BEGIN Given records

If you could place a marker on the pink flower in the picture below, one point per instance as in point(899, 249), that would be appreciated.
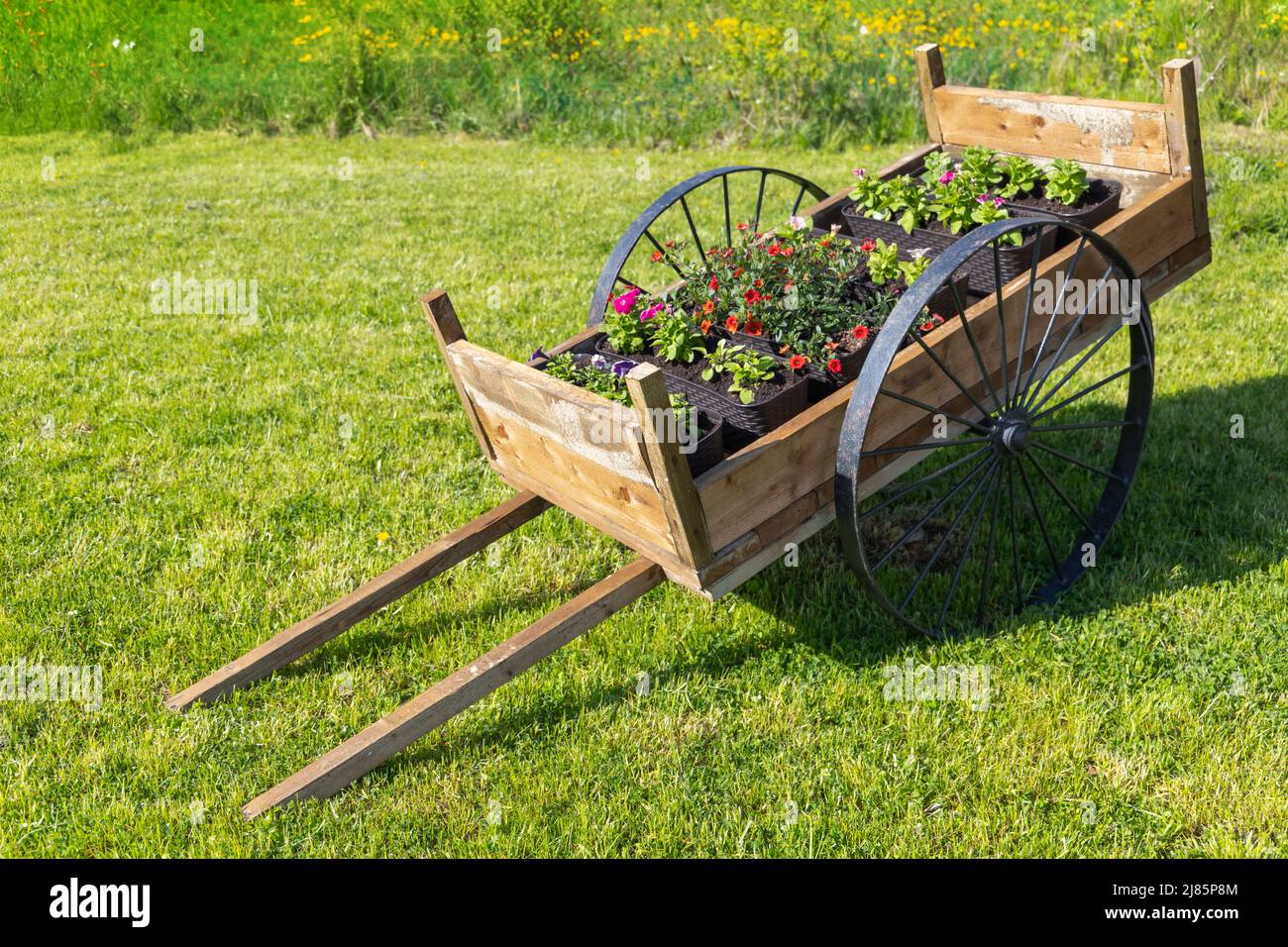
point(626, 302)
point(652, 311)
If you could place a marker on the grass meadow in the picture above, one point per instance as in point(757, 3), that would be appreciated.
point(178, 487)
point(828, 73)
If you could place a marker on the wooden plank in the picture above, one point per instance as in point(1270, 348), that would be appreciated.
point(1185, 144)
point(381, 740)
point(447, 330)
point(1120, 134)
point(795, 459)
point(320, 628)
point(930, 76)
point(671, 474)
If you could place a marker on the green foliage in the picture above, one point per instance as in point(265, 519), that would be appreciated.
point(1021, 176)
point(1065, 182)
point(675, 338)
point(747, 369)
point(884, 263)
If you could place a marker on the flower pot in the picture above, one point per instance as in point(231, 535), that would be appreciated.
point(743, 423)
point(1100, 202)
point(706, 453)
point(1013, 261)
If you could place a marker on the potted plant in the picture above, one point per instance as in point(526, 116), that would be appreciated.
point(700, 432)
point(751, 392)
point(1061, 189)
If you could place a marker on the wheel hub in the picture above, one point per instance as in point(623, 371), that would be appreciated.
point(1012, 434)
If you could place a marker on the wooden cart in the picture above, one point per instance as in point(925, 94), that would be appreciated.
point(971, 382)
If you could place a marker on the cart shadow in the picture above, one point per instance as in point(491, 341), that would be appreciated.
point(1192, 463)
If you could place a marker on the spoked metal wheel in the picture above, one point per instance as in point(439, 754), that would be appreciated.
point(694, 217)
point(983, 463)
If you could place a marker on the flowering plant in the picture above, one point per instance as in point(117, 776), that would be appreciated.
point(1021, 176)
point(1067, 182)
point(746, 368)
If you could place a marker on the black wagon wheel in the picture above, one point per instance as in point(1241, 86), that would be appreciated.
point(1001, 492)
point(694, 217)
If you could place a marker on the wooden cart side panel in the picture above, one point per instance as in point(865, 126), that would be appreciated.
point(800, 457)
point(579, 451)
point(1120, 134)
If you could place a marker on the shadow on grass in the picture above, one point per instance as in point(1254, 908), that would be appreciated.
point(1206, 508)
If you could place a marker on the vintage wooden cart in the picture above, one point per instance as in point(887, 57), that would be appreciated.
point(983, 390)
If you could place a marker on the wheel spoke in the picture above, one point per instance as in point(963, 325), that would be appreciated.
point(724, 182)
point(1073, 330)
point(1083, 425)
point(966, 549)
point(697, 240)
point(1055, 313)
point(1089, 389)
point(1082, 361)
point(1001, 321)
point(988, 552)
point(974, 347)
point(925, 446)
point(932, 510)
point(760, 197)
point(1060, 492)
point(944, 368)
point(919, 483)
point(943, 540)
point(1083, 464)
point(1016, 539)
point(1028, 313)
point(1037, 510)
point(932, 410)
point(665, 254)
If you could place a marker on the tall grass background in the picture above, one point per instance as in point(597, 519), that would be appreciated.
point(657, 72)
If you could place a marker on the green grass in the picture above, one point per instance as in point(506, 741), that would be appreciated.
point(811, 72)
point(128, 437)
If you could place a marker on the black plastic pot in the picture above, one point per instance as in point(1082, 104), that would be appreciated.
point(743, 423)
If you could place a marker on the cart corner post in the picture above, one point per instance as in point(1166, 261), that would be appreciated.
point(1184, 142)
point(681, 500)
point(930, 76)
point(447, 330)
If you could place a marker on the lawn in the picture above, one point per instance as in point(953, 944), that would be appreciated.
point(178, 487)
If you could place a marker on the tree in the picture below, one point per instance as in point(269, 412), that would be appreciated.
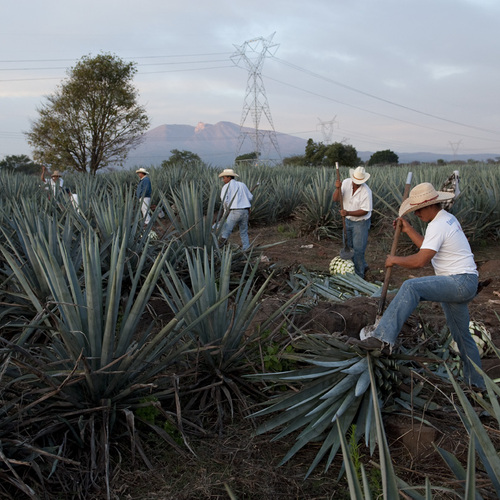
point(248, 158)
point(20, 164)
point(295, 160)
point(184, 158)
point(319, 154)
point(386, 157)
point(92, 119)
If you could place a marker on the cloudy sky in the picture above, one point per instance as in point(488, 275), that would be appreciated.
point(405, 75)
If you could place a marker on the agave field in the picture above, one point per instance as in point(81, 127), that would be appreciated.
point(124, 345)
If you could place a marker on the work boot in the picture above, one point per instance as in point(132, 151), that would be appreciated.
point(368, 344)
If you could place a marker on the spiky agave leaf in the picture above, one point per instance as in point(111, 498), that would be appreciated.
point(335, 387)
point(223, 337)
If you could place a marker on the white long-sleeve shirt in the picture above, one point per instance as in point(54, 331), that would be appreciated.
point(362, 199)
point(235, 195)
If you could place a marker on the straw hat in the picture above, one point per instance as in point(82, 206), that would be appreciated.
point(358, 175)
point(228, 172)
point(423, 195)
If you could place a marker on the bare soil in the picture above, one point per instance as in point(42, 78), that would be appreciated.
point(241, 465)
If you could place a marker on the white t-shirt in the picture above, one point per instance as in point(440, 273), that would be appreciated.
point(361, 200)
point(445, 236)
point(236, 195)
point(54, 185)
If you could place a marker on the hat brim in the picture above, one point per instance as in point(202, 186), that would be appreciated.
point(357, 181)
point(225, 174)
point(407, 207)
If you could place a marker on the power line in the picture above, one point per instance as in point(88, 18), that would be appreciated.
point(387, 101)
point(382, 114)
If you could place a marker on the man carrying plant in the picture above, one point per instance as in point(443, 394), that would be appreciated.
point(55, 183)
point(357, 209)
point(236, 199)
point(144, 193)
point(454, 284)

END Given records

#### Exercise brief
Would you restate the listing word for word without its pictures?

#### Exercise output
If you could place a marker on the pink flower in the picture below, one point per instance as in point(899, 249), that would be appreciated.
point(626, 302)
point(652, 311)
If you could place a marker on the grass meadow in the picture above, one point per instance as in point(757, 3), that would be appreciated.
point(178, 487)
point(828, 73)
If you could place a marker on the wooden plank in the picture above, one point per instance as in point(1270, 348), that would be appreciated.
point(1185, 144)
point(381, 740)
point(447, 330)
point(1120, 134)
point(795, 459)
point(320, 628)
point(930, 76)
point(671, 474)
If you could place a marker on the green foliage in the picture above, one point per instance as in point(265, 519), that would be appreciated.
point(1021, 176)
point(1065, 182)
point(675, 338)
point(747, 369)
point(884, 263)
If you could place a marker on the flower pot in the picture above, one point per instance as in point(231, 535), that would be appreciated.
point(743, 423)
point(1100, 202)
point(706, 453)
point(1013, 261)
If you could place a marker on the potted plant in the picture above, one point per instance as in point(526, 116), that would be appreciated.
point(700, 432)
point(751, 392)
point(1061, 189)
If you could place a marker on the wheel hub in the picture above, one point per instance as in point(623, 371), that would be appreciated.
point(1012, 434)
If you could place a marker on the wooden cart in the picture above, one point per instance as in point(925, 94), that would be appreciated.
point(971, 382)
If you could place a marker on the cart shadow in the picture above, one point per instance as in point(491, 341), that would be appreciated.
point(1192, 463)
If you could place a marker on the spoked metal wheel in the picture above, one point per instance as in point(439, 754), that would be appreciated.
point(694, 217)
point(983, 463)
If you could place a marker on the flowering plant in the picture above, one point per instance as in point(117, 776), that would be appreciated.
point(1021, 176)
point(1067, 182)
point(746, 368)
If you could place a marker on the black wagon wheel in the picture above, one point per instance as in point(1241, 86), that would be appreciated.
point(1001, 492)
point(694, 217)
If you could place a marker on the wooden cart side panel in the picture above, one point per instance as in point(865, 126), that would be appreciated.
point(800, 457)
point(579, 451)
point(1120, 134)
If you could place a marker on the shadow on grass in the picture above, one point per instance as in point(1254, 908), that would be appreciated.
point(1206, 508)
If you could place a marker on the vintage wooden cart in the picture above, one point per instance as in point(887, 57), that would be appreciated.
point(983, 390)
If you could place a marker on the wheel spoke in the picture above, one point per instance as in point(963, 325), that would be appreciated.
point(724, 182)
point(1073, 330)
point(1083, 425)
point(966, 549)
point(697, 240)
point(1055, 313)
point(1089, 389)
point(1082, 361)
point(1001, 321)
point(988, 552)
point(974, 347)
point(925, 446)
point(932, 510)
point(760, 197)
point(1060, 492)
point(944, 368)
point(919, 483)
point(943, 540)
point(1083, 464)
point(1016, 539)
point(1028, 313)
point(1037, 510)
point(932, 410)
point(665, 254)
If you could place a marker on the tall grass background in the picture above, one point per instance as in point(597, 519), that would be appreciated.
point(657, 72)
If you could place a marker on the green grass in the picture above, one point per instance as in point(506, 741), that would be appreciated.
point(811, 72)
point(128, 437)
If you could place a marker on the black plastic pot in the picture above, one point per instance as in point(1082, 104), that would be appreciated.
point(743, 423)
If you could place a marker on the cart corner post in the picture above, one point per instance as in point(1166, 261), that would be appreciated.
point(1184, 142)
point(681, 500)
point(930, 76)
point(447, 330)
If you could place a marker on the lawn in the picture above, one point per instance as in point(953, 944), that would be appreciated.
point(178, 487)
If you could place a marker on the tree in the picture below, one point per instance as in point(269, 412), that would be appreciated.
point(248, 158)
point(20, 164)
point(295, 160)
point(184, 158)
point(319, 154)
point(386, 157)
point(92, 119)
If you could place a marker on the cloudy sky in the picture above, one point per instance as in point(488, 275), that would be appreciated.
point(405, 75)
If you could place a marker on the agave field in the picture above, one point per instance as in point(81, 127), that would be appreciated.
point(124, 345)
If you could place a marker on the work boot in the picture above, one point per instance as in point(132, 151), that would be appreciated.
point(368, 344)
If you could place a marker on the spiky agave leaf in the picture above, one point per instance as in point(111, 498), that would be appreciated.
point(335, 387)
point(223, 337)
If you could place a marker on the white long-sleeve shirt in the picture above, one point per instance as in point(54, 331), that would be appreciated.
point(362, 199)
point(235, 195)
If you could place a marker on the straw hat in the picture above, one point per instance as in point(82, 206), that would be appreciated.
point(358, 175)
point(228, 172)
point(423, 195)
If you could place a marker on the bare soil in the picture above, one point per instance as in point(42, 78), that would be appreciated.
point(241, 465)
If you could place a marker on the white t-shirt in the picture above, one point per instance as in point(440, 273), that would be appreciated.
point(361, 200)
point(445, 236)
point(236, 195)
point(54, 185)
If you could place a marker on the hat brim in the picture above, one point per instance as in point(202, 186), that would be appreciated.
point(357, 181)
point(225, 174)
point(407, 207)
If you could place a marker on the power line in the picture above, one point per instance as in point(88, 18), that would be appreciated.
point(387, 101)
point(382, 114)
If you could place a marker on the man carrying plant in the picture above, one point per instance as in point(443, 394), that would be appreciated.
point(55, 183)
point(357, 209)
point(236, 199)
point(144, 193)
point(454, 284)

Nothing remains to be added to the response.